§ **PROBLEMA BREVE**
Convierte en una lista JSON de cadenas los datos que van desde la línea que contiene "indicate the green" hasta la línea que contiene "column 600, row 592", ambas incluidas. Usa una cadena por línea y omite las líneas en blanco.

§ **DATOS DE TRABAJO**
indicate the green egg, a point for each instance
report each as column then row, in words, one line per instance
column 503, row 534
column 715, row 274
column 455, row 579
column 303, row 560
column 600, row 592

--

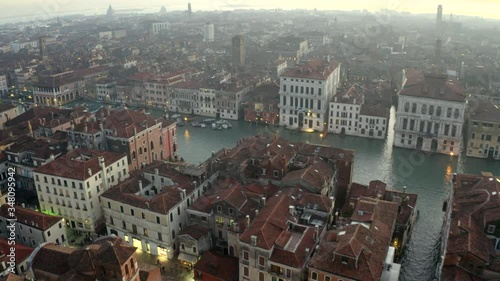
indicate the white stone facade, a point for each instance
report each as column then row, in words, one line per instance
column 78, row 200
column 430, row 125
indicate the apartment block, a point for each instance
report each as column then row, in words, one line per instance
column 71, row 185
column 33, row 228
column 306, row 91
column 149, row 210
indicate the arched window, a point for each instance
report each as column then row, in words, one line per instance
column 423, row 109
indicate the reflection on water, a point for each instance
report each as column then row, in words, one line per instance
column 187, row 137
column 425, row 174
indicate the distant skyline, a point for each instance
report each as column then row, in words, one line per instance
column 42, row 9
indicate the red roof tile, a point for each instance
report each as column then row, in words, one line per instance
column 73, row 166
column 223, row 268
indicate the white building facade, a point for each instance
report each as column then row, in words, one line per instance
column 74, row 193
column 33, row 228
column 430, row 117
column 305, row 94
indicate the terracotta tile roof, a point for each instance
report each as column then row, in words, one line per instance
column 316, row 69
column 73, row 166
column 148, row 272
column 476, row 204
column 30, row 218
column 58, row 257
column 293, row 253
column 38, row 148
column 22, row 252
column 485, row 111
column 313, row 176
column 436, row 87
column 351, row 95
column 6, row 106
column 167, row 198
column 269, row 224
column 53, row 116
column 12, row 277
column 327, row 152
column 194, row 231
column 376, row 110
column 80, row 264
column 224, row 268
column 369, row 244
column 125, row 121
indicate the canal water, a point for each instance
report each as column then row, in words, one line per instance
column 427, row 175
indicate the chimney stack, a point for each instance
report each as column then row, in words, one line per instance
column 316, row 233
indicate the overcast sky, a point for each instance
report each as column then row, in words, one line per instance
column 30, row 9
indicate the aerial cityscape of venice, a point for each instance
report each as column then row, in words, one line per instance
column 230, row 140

§ **RESULTADO DE LA TAREA**
[
  "indicate the green egg, a point for each instance",
  "report each as column then row, in words, one line per instance",
  "column 503, row 534",
  "column 715, row 274",
  "column 455, row 579",
  "column 303, row 560",
  "column 600, row 592"
]